_Passage to read_
☆ ☆ ☆
I have come up with a VR concept that I want to pitch to programmers.
How do I protect the idea from being stolen before I go around telling everyone?
Thanks in advance.
For starters, you should Google on "Copyright FAQ". Terry Carroll wrote an excellent FAQ on the subject about ten years ago, it should still be available on USENET at misc.legal and similar sources. Read it.
Briefly: Copyright protects the *concrete expression* of an original idea. Until you have a program (or other concrete expression of the idea), copyright is irrelevant. An abstract idea can be protected neither by copyright, nor by patent, nor by any other intellectual property protection.
In your case you could draw up a non-disclosure agreement prior to discussing your idea.
Thanks. Do you think that an online non-disclosure agreement with an [AGREE] button that leads to descriptions of the concept would be viable?
Quote: Sensory Fiend wrote on Thu, 19 April 2007 06:51
> Thanks. Do you think that an online non-disclosure agreement with an [AGREE] button that leads to descriptions of the concept would be viable?
you could ask as well "how do i protect my bike from beeing stolen?"
the answer is you can
Why not find particular programmers whom you think would have the skills and interest and then just talk to them?
just a thought..
>> Thanks. Do you think that an online non-disclosure agreement with
>> an [AGREE] button that leads to descriptions of the concept would
>> be viable?
I think a software forum – or any other forum – is a terrible place to
ask for legal advice. If you are serious, ask a good lawyer.
☆ ☆ ☆
Continue the forum thread about protecting a VR concept from theft, starting after its last post.
☆ ☆ ☆
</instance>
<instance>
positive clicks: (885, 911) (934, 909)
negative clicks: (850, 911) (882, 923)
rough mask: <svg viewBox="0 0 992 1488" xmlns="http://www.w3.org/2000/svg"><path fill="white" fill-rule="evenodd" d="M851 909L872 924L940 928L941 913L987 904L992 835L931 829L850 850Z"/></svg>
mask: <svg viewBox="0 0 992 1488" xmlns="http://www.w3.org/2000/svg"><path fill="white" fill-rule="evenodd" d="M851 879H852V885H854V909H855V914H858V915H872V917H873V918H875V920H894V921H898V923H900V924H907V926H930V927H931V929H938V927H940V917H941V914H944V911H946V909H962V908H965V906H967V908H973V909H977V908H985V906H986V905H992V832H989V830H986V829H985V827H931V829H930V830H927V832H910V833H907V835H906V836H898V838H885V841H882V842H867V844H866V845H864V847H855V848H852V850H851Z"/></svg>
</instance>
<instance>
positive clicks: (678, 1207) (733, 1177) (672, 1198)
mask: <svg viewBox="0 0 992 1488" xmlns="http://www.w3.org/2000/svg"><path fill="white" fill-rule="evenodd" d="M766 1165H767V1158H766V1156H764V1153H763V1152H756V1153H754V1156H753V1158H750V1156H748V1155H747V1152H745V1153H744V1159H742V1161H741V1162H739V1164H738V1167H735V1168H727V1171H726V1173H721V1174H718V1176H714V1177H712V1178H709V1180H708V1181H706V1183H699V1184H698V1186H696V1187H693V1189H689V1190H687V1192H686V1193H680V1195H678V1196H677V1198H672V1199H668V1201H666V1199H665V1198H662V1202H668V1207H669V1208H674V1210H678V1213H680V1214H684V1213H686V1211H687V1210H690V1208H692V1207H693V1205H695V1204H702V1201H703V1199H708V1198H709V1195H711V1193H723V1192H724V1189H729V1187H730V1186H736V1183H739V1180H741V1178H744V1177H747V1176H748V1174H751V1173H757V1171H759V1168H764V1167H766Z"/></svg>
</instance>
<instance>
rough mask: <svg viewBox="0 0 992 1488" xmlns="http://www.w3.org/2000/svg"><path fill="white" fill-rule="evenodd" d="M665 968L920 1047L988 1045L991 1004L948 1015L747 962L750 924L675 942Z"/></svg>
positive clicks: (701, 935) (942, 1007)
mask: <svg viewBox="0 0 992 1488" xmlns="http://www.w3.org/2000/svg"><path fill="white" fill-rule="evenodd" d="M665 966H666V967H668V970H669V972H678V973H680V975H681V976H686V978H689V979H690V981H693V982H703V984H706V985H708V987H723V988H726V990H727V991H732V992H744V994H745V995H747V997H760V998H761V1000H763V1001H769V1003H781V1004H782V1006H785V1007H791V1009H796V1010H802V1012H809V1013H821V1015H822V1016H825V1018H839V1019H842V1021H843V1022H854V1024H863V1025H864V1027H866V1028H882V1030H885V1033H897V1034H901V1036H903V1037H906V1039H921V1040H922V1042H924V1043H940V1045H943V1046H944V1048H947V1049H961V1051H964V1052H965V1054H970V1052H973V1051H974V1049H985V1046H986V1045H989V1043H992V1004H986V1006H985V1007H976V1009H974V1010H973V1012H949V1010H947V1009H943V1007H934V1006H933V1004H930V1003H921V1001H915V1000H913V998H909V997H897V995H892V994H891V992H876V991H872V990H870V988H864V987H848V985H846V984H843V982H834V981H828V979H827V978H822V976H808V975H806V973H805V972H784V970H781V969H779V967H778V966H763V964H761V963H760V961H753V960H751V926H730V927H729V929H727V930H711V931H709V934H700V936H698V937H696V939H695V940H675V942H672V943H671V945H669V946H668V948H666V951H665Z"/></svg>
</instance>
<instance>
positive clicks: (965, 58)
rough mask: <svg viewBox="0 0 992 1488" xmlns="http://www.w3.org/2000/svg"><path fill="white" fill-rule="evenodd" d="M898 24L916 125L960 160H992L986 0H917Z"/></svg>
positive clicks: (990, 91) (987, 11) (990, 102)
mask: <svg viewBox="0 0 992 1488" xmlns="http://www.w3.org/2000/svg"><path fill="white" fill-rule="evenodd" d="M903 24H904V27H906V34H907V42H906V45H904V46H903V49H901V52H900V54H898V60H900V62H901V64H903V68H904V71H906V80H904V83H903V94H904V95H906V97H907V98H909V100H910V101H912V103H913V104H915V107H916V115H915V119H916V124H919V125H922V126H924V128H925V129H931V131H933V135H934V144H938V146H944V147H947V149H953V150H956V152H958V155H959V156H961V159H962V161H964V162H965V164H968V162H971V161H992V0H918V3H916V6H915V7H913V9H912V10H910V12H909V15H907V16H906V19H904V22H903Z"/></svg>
☆ ☆ ☆
_Response area_
….and spend ages finding a good lawyer… and probably wasting a buttload of money.
> ….and spend ages finding a good lawyer… and probably wasting a
> buttload of money.
If the original poster is as serious as claimed, the money won’t be
A good lawyer won’t generally need a horrible (lawyerly speaking) amount
of money to give advice on a situation like this. Litigation is what
costs the big money, and that’s why you spend a little extra up-front on
a consultation with a notably good lawyer – to avoid the cost of litigation.
Good lawyers aren’t hard to find – all you need to find are legitimately
happy and successful clients without a conflict of interest. Not too tough.
Use a lawyer : use a condom. It all depends on the chances you’re
willing to take.
> Use a lawyer : use a condom. It all depends on the chances you’re
> willing to take.
With a condom this baby never will be born… ;-)
Quote: dlurk wrote on Thu, 19 April 2007 20:05
I think a software forum – or any other forum – is a terrible place to
> ask for legal advice. If you are serious, ask a good lawyer.
I was not giving legal advice. Sigh.
DISCLAIMER: I AM NOT A LAWYER AND NOTHING I (OR ANYONE ELSE ON THIS LIST) HAS WRITTEN CONSTITUTES LEGAL ADVICE. EVER.
That said, you can get some pretty damn’ good pointers in misc.legal.
But the best practical advice given here was by Venetian.
Peter Castine wrote:
> Quote: dlurk wrote on Thu, 19 April 2007 20:05
> I think a software forum – or any other forum – is a terrible place to
>> ask for legal advice. If you are serious, ask a good lawyer.
> I was not giving legal advice. Sigh.
I wasn’t saying you were – I wasn’t responding to anyone but the thread
initiator. The question implied a desire to protect IP using a legally
binding method on a self-selected group. That’s a huge gray area.
I only suggested that if the need is strong and justified, then there’s
really just one option: seek expert advice from someone legally
obligated not to steal your idea. Preferably from the subset of those
people who will understand your idea and how it fits with other ideas.
You have them sign a standard non-disclosure agreement before you speak
with them .
This will cover all knowledge transferred that cannot already be gained
through public channels, but be careful, with trade secrets, the more
people you tell the harder it is for a court to protect.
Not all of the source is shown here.